- **ESERCIZI DA SVOLGERE**
1. Rispondi alle seguenti domande basandoti sull'estratto.
(a) Quanto tempo ha richiesto il restauro dell'appartamento?
(b) Quale animale si trova nella saletta riunioni attigua all'ufficio di Russo?
(c) Attraverso quale strumento Russo guarda ora i suoi allestimenti?
2. Elenca tutte le persone chiamate per nome nell'estratto.

- **ESTRATTO SCELTO**
■ ■ ■ ■
Tre figlie di età variabile dai dodici ai ventiquattro anni, da qualche mese Russo ha preso casa, e aperto ufficio, nel cuore della Milano rinascimentale, a Palazzo Durini di Monza. Facciata inscritta delle lapidi di chi vi ha abitato, creato, scolpito (Antonio Canova), generato padri della patria, ha un colonnato comme il faut, ma anche e purtroppo scale rilastricate di marmi Settanta sulle quali – l’edificio, di origine quattrocentesca, è vincolato - non ha evidentemente potuto metter mano e che all’epoca dell’ultima ristrutturazione doveva aver trovato non pochi addetti compiacenti in Comune. Il restauro dell’appartamento ha preso undici mesi. L’interno, che in effetti ricordavo distrutto, i lambris pendenti dal soffitto, il pavimento a crateri, è arredato con il gusto di chi ha gusto oggi, cioè muri e affreschi semplicemente consolidati, effetto délabré patinato, pavimenti rifatti secondo disegno originale, arredi di Jean Prouvé, complementi da wunderkammer, come per esempio la distesa di funghi didattici del primo Novecento sul lungo tavolo nero all’ingresso.

 

Quando si arriva alla saletta riunioni attigua al suo ufficio, col grande struzzo a cui si accennava prima, si prova la stessa gratitudine estetica che doveva cogliere chi entrava per la prima volta nell’atelier di Charles Frederick Worth e, come in una processione religiosa, veniva guidato fra scale tappezzate di velluto e sale di collezioni di ventagli e tabacchiere. Vorrei avere un progetto da affidargli come le signore che si rivolgevano a Worth aspettavano un cenno del maestro per implorare una mise da ballo simile a quella di Elisabeth de Greffulhe. “Internet, ma soprattutto le app come Instagram hanno cambiato totalmente il nostro modo di lavorare. Un tempo mi bastava guardare una scenografia, una luce, una disposizione con l’occhio, per essere sicuro del risultato. Adesso guardo i miei allestimenti attraverso lo smartphone perché deve essere Instagram friendly.

 

Il fatto” puntualizza, “è che la gente non riesce a trattenere tutte le informazioni che riceve quotidianamente e dalle quali viene sollecitata di continuo. Per questo, dobbiamo andare al di là della bellezza pura, di un’estetica solo armoniosa, per creare immagini forti che rimangano impresse nella memoria di uno smartphone e del suo proprietario. Con lo show, dobbiamo inscrivere il brand nella sua memoria”.
■ ■ ■ ■
- **DATI DI ORIGINE**
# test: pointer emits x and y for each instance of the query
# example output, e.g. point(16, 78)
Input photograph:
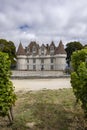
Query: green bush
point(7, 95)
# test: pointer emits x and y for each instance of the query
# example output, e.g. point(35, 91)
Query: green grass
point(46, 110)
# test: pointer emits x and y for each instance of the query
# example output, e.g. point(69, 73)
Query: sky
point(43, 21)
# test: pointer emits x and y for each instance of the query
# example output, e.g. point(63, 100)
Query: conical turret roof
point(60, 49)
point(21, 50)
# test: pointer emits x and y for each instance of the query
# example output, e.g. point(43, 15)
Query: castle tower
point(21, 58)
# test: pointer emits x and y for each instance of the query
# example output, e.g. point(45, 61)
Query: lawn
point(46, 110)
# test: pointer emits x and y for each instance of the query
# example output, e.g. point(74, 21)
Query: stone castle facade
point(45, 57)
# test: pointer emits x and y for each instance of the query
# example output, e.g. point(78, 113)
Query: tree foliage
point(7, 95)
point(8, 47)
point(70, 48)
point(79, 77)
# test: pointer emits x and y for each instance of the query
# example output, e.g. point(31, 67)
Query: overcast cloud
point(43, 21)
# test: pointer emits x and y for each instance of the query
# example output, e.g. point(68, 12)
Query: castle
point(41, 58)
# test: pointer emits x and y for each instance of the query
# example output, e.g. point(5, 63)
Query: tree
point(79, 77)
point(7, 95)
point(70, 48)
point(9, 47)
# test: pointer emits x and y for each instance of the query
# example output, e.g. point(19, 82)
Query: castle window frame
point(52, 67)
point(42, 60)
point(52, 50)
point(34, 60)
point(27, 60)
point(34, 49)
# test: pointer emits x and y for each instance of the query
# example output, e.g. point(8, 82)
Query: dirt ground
■ ■ ■ ■
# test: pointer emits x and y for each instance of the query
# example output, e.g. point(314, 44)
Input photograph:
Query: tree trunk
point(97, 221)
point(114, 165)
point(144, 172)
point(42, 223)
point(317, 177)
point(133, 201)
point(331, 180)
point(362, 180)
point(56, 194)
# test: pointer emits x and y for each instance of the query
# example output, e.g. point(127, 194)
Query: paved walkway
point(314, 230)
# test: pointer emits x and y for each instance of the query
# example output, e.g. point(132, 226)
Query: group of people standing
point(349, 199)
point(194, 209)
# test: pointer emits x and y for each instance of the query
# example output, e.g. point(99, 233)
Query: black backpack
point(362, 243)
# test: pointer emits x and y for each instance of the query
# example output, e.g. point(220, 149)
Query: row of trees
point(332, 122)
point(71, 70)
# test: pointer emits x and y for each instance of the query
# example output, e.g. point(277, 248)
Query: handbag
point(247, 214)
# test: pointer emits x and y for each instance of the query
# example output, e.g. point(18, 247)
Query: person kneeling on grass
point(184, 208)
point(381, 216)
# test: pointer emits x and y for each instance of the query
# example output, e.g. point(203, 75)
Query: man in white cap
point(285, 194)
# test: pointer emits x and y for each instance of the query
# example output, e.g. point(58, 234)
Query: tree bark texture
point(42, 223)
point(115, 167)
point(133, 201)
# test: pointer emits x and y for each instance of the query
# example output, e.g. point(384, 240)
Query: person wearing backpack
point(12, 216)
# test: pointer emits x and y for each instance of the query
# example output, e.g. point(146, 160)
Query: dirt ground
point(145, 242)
■ ■ ■ ■
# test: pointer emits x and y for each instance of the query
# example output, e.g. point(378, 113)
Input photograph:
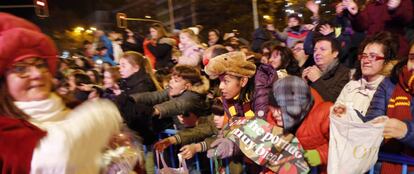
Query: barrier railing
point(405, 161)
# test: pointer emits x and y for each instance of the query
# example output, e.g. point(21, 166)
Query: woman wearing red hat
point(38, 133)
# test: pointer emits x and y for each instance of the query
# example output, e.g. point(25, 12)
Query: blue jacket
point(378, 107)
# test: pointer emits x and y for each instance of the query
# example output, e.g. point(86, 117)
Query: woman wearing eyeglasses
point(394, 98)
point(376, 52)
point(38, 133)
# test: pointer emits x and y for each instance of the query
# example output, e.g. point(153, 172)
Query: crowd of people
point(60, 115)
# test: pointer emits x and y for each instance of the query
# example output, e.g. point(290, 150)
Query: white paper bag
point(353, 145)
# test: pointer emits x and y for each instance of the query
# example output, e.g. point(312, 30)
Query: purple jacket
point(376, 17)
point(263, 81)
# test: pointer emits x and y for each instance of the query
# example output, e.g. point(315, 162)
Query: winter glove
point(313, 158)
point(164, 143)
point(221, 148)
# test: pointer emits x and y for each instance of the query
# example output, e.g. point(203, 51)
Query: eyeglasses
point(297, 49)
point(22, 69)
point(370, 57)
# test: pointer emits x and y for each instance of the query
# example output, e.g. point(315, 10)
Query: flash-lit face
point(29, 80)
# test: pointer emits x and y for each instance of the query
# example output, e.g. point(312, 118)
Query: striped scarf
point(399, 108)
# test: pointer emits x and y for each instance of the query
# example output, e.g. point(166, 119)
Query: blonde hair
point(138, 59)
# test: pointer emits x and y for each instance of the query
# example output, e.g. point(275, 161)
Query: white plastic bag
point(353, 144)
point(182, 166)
■ ■ ■ ■
- **RISPOSTE**
1.
(a) Undici mesi.
(b) Un grande struzzo.
(c) Attraverso lo smartphone.

2. Russo, Antonio Canova, Jean Prouvé, Charles Frederick Worth, Elisabeth de Greffulhe.